課題文 |
* * * * * * *

欧州の状況は「極めて深刻」、再び感染が急拡大 WHO

PCR検査を行う医療従事者=9月2、スペイン/Gari Garaialde/Getty Images

2020.09.18 Fri posted at 14:30 JST

(CNN) 世界保健機関(WHO)は17日、欧州で新型コロナウイルスの症例数が急増しており、欧州全土で「極めて深刻な状況」が展開されていると指摘した。

各国は感染拡大の第2波を食い止めるために規制を厳格化したり、再度のロックダウン(都市封鎖)を検討したりするなどの対応に乗り出している。

しかしWHOのハンス・クルーゲ欧州地域事務局長は17日の記者会見で、事態は今後一層深刻化するとの見通しを示し、「1週間の症例数は、欧州で3月に最初のピークを迎えた際に報告された症例数を上回っている」と指摘、先週1週間の欧州の感染者が30万人を超えたことを明らかにした。

クルーゲ氏によると、欧州の半分以上の国では、新規の症例数が過去2週間で10%以上増加し、うち7カ国では、新規に報告された症例数が同じ期間で2倍以上に増えた。

「春から夏の初めにかけては厳格なロックダウン措置の効果が表れ、6月には症例数がこれまでで最も少なくなった。だが9月の症例数は、我々全員にとっての警鐘と受け止める必要がある」とクルーゲ氏は強調している。

* * * * * * *

データ収集から取った行
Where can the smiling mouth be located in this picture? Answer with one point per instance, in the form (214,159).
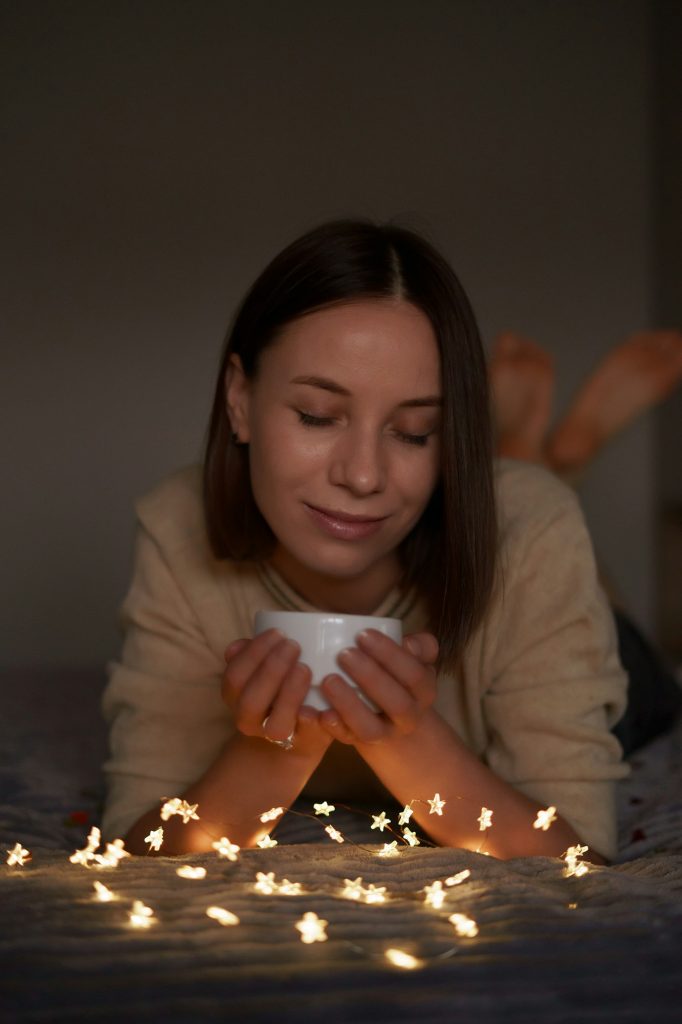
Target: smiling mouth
(342,525)
(346,516)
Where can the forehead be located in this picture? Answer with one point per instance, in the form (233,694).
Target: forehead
(373,339)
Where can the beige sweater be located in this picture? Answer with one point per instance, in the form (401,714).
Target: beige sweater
(540,688)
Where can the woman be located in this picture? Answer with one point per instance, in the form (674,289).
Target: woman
(348,467)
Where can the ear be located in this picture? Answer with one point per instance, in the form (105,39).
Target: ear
(237,398)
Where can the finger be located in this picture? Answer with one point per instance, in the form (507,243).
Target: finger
(244,664)
(364,724)
(285,710)
(400,665)
(394,699)
(257,696)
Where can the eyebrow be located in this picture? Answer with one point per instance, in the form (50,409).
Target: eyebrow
(328,385)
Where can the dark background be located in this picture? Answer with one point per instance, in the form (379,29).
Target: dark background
(156,155)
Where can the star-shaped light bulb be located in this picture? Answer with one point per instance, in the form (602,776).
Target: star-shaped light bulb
(436,804)
(545,818)
(312,928)
(155,839)
(17,856)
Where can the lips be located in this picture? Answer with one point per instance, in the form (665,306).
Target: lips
(344,525)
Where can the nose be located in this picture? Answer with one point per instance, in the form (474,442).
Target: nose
(358,463)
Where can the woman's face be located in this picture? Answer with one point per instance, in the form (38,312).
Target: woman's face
(342,422)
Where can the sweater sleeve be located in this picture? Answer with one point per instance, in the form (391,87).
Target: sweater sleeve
(556,685)
(168,721)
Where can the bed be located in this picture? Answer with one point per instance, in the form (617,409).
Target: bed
(530,942)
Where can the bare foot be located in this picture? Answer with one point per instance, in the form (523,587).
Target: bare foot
(522,385)
(635,376)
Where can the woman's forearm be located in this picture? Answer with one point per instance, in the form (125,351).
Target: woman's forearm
(433,759)
(248,777)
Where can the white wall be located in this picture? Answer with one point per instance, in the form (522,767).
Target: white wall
(159,154)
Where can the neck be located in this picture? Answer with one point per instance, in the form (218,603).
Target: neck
(353,596)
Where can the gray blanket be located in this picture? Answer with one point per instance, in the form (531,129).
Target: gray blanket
(600,947)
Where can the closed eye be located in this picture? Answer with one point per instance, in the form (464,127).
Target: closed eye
(325,421)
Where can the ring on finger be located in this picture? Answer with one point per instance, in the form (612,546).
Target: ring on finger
(286,744)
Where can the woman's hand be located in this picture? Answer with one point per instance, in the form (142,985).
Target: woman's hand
(399,679)
(264,680)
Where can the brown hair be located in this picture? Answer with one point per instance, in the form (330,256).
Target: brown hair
(450,555)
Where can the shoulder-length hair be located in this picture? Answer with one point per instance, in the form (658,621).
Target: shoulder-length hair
(450,555)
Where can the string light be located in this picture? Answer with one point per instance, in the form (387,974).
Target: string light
(380,821)
(226,849)
(17,856)
(436,805)
(484,819)
(221,915)
(389,849)
(411,837)
(141,915)
(87,854)
(103,894)
(545,818)
(187,871)
(181,807)
(312,928)
(274,812)
(155,839)
(406,814)
(398,957)
(266,843)
(466,927)
(574,866)
(457,880)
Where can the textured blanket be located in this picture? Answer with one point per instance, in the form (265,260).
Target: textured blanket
(312,929)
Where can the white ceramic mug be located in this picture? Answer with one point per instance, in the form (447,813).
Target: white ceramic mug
(322,635)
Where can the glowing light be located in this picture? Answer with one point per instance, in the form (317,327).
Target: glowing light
(226,849)
(141,915)
(288,888)
(312,928)
(466,927)
(187,871)
(375,894)
(389,849)
(398,957)
(87,854)
(266,843)
(435,895)
(436,805)
(411,837)
(181,807)
(380,821)
(265,884)
(102,893)
(406,814)
(545,818)
(274,812)
(574,866)
(484,819)
(221,915)
(334,834)
(17,856)
(457,880)
(114,852)
(352,889)
(155,839)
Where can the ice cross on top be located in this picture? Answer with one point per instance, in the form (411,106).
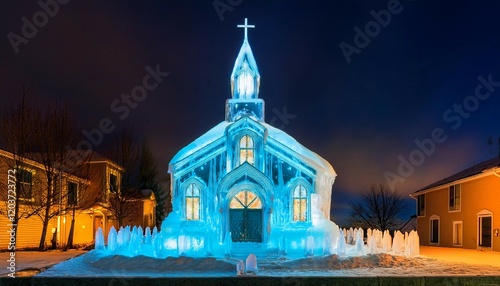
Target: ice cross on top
(246,26)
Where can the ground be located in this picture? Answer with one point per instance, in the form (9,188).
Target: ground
(433,261)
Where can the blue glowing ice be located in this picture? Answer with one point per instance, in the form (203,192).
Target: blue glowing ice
(247,187)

* * * * * * *

作業指示 A |
課題文のうち、「PCR検査を行う医療従事者=9月2、スペイン/Gari Garaialde/Getty Images」から始まって「などの対応に乗り出している。」に至るまでの部分を、一字も変えずにすべて書き写すこと。
作業指示 B |
課題文によると、先週1週間の欧州の感染者は何人を超えたか。
作業指示 C |
次の記述(i)〜(iii)が課題文の内容と合っているかを判定し、それぞれ「はい」か「いいえ」で答えたうえで、決め手となる課題文の語句を正確に引用すること。
(i) 欧州では6月に症例数がこれまでで最も少なくなった。
(ii) 欧州の半分以上の国で、新規の症例数が過去2週間で2倍以上に増えた。
(iii) クルーゲ氏は、事態が今後改善に向かうとの見通しを示した。
上の行はここでは一切使わない。

解答欄 A |
PCR検査を行う医療従事者=9月2、スペイン/Gari Garaialde/Getty Images

2020.09.18 Fri posted at 14:30 JST

(CNN) 世界保健機関(WHO)は17日、欧州で新型コロナウイルスの症例数が急増しており、欧州全土で「極めて深刻な状況」が展開されていると指摘した。

各国は感染拡大の第2波を食い止めるために規制を厳格化したり、再度のロックダウン(都市封鎖)を検討したりするなどの対応に乗り出している。

解答欄 B |
30万人を超えた。

解答欄 C |
(i) はい。「6月には症例数がこれまでで最も少なくなった」
(ii) いいえ。「新規の症例数が過去2週間で10%以上増加し、うち7カ国では、新規に報告された症例数が同じ期間で2倍以上に増えた」
(iii) いいえ。「事態は今後一層深刻化するとの見通しを示し」